Texte présenté –
- - -

Le secteur de l’éducation postsecondaire est confronté aux deux grands enjeux que sont les sources et les mécanismes de financement.
Bien que ce secteur soit du ressort des provinces, le gouvernement fédéral n’en joue pas moins un rôle important dans son financement. Au milieu des années 1960, le gouvernement d’Ottawa a mis en place un système de transferts de subventions générales aux provinces aux termes duquel ces dernières ne sont toutefois pas tenues explicitement de rendre des comptes sur la façon dont elles dépensent cet argent. Depuis lors, sur le front du financement, l’éducation postsecondaire n’a jamais cessé de perdre du terrain au profit des soins de santé. Et, faute de mécanismes de reddition de comptes, on ne peut savoir quelle portion de ces transferts de fonds parvient jusqu’aux collèges et aux universités.

- - -

[Entrées d’un jeu de données]

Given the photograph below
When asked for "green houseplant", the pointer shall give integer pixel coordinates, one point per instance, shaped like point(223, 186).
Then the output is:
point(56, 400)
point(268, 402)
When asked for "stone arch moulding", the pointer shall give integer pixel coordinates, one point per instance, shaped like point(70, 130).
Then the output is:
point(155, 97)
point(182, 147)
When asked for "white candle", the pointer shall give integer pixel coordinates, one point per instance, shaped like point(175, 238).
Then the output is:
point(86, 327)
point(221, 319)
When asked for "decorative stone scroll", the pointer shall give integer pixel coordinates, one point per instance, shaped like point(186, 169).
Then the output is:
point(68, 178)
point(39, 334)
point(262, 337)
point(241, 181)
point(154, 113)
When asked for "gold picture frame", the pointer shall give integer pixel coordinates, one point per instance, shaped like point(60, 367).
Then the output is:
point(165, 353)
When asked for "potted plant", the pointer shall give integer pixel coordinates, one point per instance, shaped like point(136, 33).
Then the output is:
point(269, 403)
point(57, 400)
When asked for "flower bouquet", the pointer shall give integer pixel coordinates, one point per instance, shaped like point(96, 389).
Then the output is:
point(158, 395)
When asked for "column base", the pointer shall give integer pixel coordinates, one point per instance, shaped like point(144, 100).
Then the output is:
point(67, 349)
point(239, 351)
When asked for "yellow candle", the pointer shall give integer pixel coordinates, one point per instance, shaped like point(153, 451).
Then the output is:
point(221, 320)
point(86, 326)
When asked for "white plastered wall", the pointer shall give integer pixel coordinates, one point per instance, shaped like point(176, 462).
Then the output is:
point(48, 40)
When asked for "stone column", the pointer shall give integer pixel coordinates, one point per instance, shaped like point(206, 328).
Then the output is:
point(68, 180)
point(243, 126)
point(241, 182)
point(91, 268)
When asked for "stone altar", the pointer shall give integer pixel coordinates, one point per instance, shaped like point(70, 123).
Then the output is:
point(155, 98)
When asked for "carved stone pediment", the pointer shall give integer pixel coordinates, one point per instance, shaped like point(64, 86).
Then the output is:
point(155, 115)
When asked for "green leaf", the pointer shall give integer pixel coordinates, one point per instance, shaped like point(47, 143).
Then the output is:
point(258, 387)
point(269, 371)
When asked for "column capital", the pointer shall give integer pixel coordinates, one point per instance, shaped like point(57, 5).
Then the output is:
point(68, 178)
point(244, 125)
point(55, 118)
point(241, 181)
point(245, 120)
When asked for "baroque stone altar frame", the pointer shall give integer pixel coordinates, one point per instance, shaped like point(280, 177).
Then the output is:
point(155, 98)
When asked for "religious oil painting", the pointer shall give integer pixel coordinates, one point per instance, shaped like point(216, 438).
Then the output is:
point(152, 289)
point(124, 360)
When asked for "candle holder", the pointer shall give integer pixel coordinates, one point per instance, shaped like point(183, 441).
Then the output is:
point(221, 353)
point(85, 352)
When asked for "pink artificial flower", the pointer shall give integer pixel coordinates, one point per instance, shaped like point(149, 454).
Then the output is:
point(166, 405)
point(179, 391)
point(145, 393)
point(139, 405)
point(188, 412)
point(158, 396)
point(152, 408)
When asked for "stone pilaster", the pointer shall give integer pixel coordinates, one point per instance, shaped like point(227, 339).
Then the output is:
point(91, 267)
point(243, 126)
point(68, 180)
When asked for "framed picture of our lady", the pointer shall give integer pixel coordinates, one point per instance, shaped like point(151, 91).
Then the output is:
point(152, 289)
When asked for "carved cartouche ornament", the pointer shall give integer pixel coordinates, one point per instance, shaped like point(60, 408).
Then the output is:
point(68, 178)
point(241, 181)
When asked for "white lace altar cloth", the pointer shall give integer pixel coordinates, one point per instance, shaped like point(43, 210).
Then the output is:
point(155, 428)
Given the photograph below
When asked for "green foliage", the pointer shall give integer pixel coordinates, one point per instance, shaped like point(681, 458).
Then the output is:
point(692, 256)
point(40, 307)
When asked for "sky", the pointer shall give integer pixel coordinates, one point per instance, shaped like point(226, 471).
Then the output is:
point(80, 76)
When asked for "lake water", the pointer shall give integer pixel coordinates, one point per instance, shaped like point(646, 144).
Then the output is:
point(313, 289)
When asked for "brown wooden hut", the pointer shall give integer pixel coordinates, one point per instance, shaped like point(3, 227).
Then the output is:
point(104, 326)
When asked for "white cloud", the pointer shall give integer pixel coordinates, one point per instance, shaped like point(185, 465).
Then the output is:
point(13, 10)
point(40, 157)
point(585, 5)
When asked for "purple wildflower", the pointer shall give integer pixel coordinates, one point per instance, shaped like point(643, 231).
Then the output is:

- - -

Recopiez, dans le texte sur le financement de l’éducation postsecondaire, tout ce qui va de "Bien que ce" jusqu’à "et aux universités.", en y changeant "collèges" en "établissements collégiaux".

Résultat attendu –
Bien que ce secteur soit du ressort des provinces, le gouvernement fédéral n’en joue pas moins un rôle important dans son financement. Au milieu des années 1960, le gouvernement d’Ottawa a mis en place un système de transferts de subventions générales aux provinces aux termes duquel ces dernières ne sont toutefois pas tenues explicitement de rendre des comptes sur la façon dont elles dépensent cet argent. Depuis lors, sur le front du financement, l’éducation postsecondaire n’a jamais cessé de perdre du terrain au profit des soins de santé. Et, faute de mécanismes de reddition de comptes, on ne peut savoir quelle portion de ces transferts de fonds parvient jusqu’aux établissements collégiaux et aux universités.